## EXCERPTED PASSAGE
BEGIN

'He’s wildly capable': O’Connell backs Wentz, critiques McCarthy after ankle injury

With J.J. McCarthy set to miss the next couple weeks with an ankle injury, Kevin O'Connell is preparing Carson Wentz to take over the potentially high-powered Vikings offense. Wentz will be the seventh QB to start a game under O'Connell since he took over as Vikings head coach in 2022.
The 2025 season got off to an electric start with a fourth-quarter comeback spearheaded by three touchdowns by McCarthy. However, that excitement was short lived as the 22-year-old struggled in Week 2 during the team's home opener and a day later was announced to have suffered an ankle sprain that will keep him out of action this week and perhaps a bit longer.
In the meantime, O'Connell isn't putting all the blame on McCarthy.
"We didn't play well as a team. We didn't play well enough. We didn't coach well enough. There's a lot of aspects of it that we missed the mark on but it is Week 2," O'Connell said on KFAN-FM 100.3 Tuesday morning. "We are a 1-1 team with a chance to get right back on track this week. I think, coming out of that game, there were some real learning opportunities for our young quarterback."
While McCarthy's heroics took the headlines in Week 1, it's been more bad than good in seven of eight quarters for McCarthy. He has completed just under 60% of his passes and thrown more interceptions (3) than touchdowns (2). However, as O'Connell pointed out Tuesday, the struggles haven't been limited to just McCarthy.
"He was hit too much for my liking early on. We had some mental breakdowns and some physical breakdowns that we've got to find a way to rectify. I think we'll be able to do that as we move on and press forward," said O'Connell.
McCarthy was sacked a whopping nine times over the first two weeks. That trails only Titans rookie QB Cam Ward, who was sacked 11 times. When he has been protected, McCarthy has struggled to get the ball to his playmakers.
"Young quarterbacks have days where there's always going to be the maximizing of the learning opportunities," said O'Connell. "It's very much easier to do after you come back, storming back in a football game on the road, in the NFC North, in the opener. But, you know, you've got to equally — if you're going to be a 1-0 team, and a mindset of doing the things we try to do to win one game — we all have to acknowledge what took place on Sunday is not the standard."

END

## DATASET ENTRIES
BEGIN

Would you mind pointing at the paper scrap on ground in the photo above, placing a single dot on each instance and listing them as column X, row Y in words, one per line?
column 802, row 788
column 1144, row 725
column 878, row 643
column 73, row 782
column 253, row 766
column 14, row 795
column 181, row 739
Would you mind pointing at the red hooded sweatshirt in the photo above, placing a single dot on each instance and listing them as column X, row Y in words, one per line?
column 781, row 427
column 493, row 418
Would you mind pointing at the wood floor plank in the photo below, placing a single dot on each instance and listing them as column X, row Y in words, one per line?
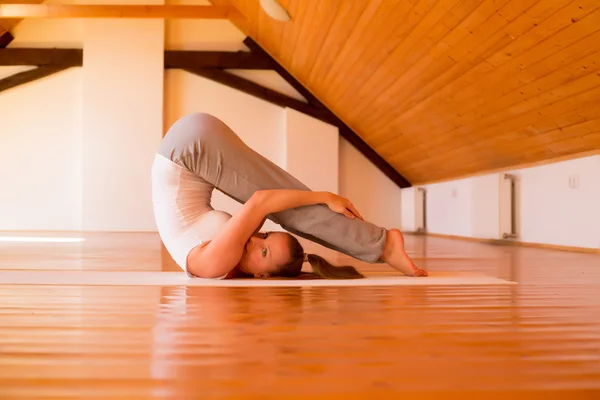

END
BEGIN

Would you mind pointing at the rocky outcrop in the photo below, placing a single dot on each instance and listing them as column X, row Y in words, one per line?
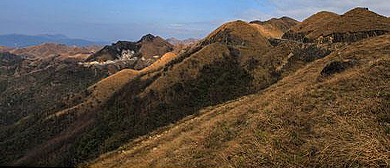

END
BEGIN

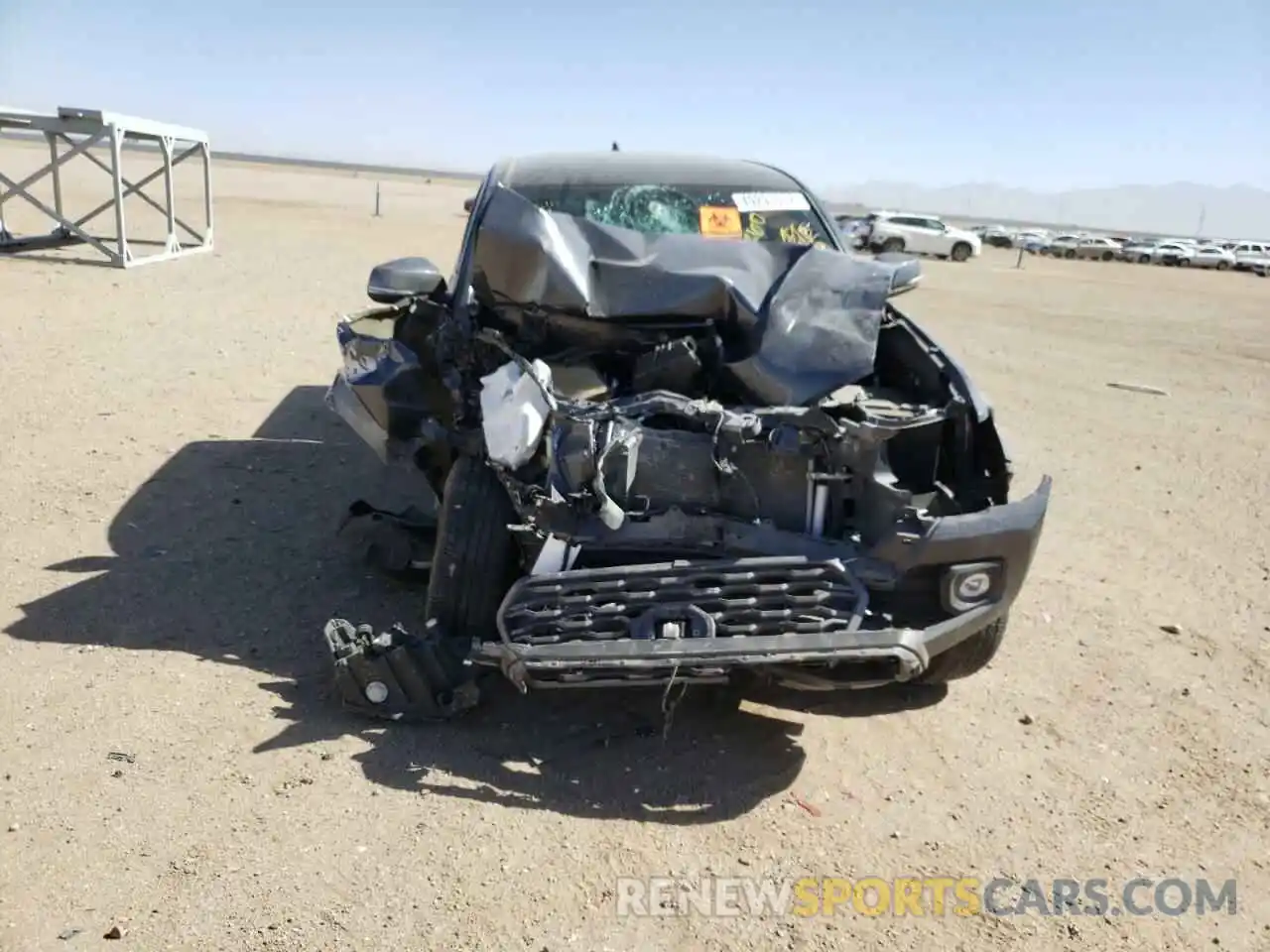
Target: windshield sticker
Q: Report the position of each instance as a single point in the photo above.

END

## COMPLETE THE FOLLOWING
a - In the Vikings article, how many times was McCarthy sacked over the first two weeks of the season?
b - List every person mentioned by name in the Vikings article.
c - Extend the Vikings article past its final paragraph.

## ANSWERS PROVIDED
a - Nine times.

b - J.J. McCarthy, Kevin O'Connell, Carson Wentz, Cam Ward

c -
As for McCarthy's ankle injury, which the team believes happened late in the third quarter, it likely had a lot to do with McCarthy's accuracy late in the game.
"I think, specifically for a quarterback, a right-handed thrower, that right ankle... that's where you're generating all your initial force off the ground, via transferring that through your mechanics to, inevitably, the ball leaving your hands with a lot of torque and revolutions on it. It's all generated from the ground and I think one of the things that got away from him in the game was he wasn't on the ground enough," O'Connell reasoned.
With McCarthy now rehabbing the ankle injury, O'Connell has shifted his focus to getting veteran quarterback Carson Wentz prepared to lead Minnesota. Wentz has bounced around the last several seasons, with one-year stops in Indianapolis (2021), Washington (2022), the Los Angeles Rams (2023), and most recently with the Chiefs (2024). It's been a winding road to the Vikings for a quarterback who was taken with the No. 2 overall pick in the 2016 draft.
"I had a good conversation with Sean [McVay] and I was able to talk to Andy Reid as well about his experiences last year," O'Connell explained. "A lot of the things that both of those guys, who I hold in such high regard, they had very similar things to say, independent of each other. A lot of those things, if not all, have already been confirmed with what Carson has been able to do on the practice field."
When Wentz takes practice reps on Wednesday as the team's No. 1 QB, it won't be the first time he's done so since joining the organization following training camp. Wentz took all of the team's first team-reps last Thursday when McCarthy was at the hospital for the birth of his child. O'Connell noted that the team had a "phenomenal" practice with Wentz and that "he had total command."
"He's made throws. He showed his athleticism. He's big. He can see everything on the field and he's played a ton of football," said O'Connell. "He's carried teams on his back before. He's not going to need to do that. He's just going to need to go out there and do the things he's wildly capable of doing and do that job at a consistent level. My hope is we get the execution around him to be the standard we want it to be."